_Problems and tasks:_
1. Echo the passage on postpartum depression word for word, starting at "A postpartum episode" and ending at "in my office.".
2. In the passage on postpartum depression, what word does the mom in the item beginning "This mom describes her early postpartum months" use for those months?
Excerpt to read section start
A postpartum episode of depression or anxiety can be triggered by one or more of the above. While they aren’t aware of this when they first call, most of these moms can trace their initial symptoms back to the earliest moments of motherhood. On the phone before they come in for a full assessment session, these moms will say things like, “But I was fine after I had my baby, and I didn’t start feeling bad until later.”

However any one or more of the following are usually what we discover when we are together in my office.

  1. This mom has a long personal or family history of diagnosed or undiagnosed depression, anxiety, or mental illness. [Read Also: Postpartum Depression Risk Factors]
  2. The pregnancy wasn’t planned and this mom wasn’t certain that she wanted to be pregnant, although she never disclosed this with anyone.
  3. This mom had a difficult delivery that was never fully processed after her birth. [Read Also: Stories of Birth Trauma and PTSD]
  4. This mom had significant breastfeeding challenges that she struggled with silently. [Read Also: Postpartum Depression and Breastfeeding Challenges]
  5. This mom describes her early postpartum months as “foggy” and that she actually doesn’t remember enjoying them.
  6. This mom had always hoped for a boy/girl, but gave birth to the other. While she loves her kiddo fiercely, she has never quite managed the loss she feels around not giving birth to the gender that she had dreamed of. Or perhaps this mom has always worried about her attachment to her child.
  7. This mom experienced a move, death of a loved one, financial loss, or relationship conflict around the time of her birth and these environmental stressors were pushed aside because she felt she “should” be happy once her baby was born.
  8. This mom had an early childhood trauma or serious family of origin conflict and she notes that emotions around these issues resurfaced shortly after birth. [Read Also: Early Childhood Trauma and Postpartum Depression]
  9. This mom felt un-supported in the months following her birth and felt that she “had to do it all on her own.”
  10. This mom’s baby did not sleep through the night until many months or years after he/she was born.
  11. This mom has not wanted anyone other than herself or her partner to care for her baby, and so she has not taken more than a very short period of time away from her babe since he/she was born.
  12. This mom became pregnant after months or years of fertility treatments; she used donor eggs to become pregnant; she had her baby through a surrogate; or she adopted her baby, and once becoming a mom she pushed all of her emotions around her efforts to become a mama aside. [Read Also: Postpartum Depression After Infertility]
  13. This mom is tired. Unrelentingly, frustratingly, understandably, deeply tired.

While the beginning of motherhood can feel exciting (perhaps sometimes even euphoric) for many women, symptoms of depression and anxiety can develop or increase over such a subtle period of time that moms do not necessarily acknowledge that they are depressed or anxious until well into or past that first postpartum year. Often, stress can be cumulative. Months of inadequate sleep, poor nutrition, relationship conflict, and hidden emotional strain can take their toll on a brain.
Excerpt to read section end
Data excerpts section start
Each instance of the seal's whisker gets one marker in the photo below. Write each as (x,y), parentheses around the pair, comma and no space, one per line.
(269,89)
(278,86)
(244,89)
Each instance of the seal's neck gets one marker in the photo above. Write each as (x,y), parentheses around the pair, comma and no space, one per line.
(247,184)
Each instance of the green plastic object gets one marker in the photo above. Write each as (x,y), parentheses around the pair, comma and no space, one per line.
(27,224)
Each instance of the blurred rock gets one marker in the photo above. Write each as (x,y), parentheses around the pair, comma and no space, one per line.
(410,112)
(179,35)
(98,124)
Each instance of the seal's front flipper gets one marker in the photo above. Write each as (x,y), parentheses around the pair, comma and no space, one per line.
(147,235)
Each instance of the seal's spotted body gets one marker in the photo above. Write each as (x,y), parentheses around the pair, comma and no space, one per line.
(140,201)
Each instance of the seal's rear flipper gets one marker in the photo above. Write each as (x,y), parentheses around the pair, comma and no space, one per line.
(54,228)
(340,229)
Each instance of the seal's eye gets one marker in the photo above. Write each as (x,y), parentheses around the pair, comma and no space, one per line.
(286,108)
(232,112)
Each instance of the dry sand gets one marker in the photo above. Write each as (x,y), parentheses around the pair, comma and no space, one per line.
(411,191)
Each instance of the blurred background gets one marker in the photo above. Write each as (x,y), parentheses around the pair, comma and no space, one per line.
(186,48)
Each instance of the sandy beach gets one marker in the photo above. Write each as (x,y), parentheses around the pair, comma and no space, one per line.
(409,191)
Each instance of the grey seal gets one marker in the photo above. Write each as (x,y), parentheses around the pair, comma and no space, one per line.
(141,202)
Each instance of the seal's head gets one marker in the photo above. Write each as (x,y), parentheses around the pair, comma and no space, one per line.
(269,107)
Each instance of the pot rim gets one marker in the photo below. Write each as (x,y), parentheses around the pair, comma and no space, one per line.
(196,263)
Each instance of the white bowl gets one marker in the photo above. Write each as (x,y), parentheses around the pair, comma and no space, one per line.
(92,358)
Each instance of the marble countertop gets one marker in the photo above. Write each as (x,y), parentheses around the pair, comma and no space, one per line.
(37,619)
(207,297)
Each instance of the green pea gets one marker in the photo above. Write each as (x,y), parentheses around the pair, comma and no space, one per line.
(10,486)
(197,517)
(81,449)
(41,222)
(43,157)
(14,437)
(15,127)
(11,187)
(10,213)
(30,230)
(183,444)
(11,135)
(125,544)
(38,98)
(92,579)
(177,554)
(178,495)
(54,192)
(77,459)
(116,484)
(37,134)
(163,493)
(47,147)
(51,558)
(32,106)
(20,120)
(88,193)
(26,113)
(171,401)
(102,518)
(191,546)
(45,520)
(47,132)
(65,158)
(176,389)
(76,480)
Data excerpts section end
_Answers to the problems:_
1.
A postpartum episode of depression or anxiety can be triggered by one or more of the above. While they aren’t aware of this when they first call, most of these moms can trace their initial symptoms back to the earliest moments of motherhood. On the phone before they come in for a full assessment session, these moms will say things like, “But I was fine after I had my baby, and I didn’t start feeling bad until later.”

However any one or more of the following are usually what we discover when we are together in my office.

2. "Foggy."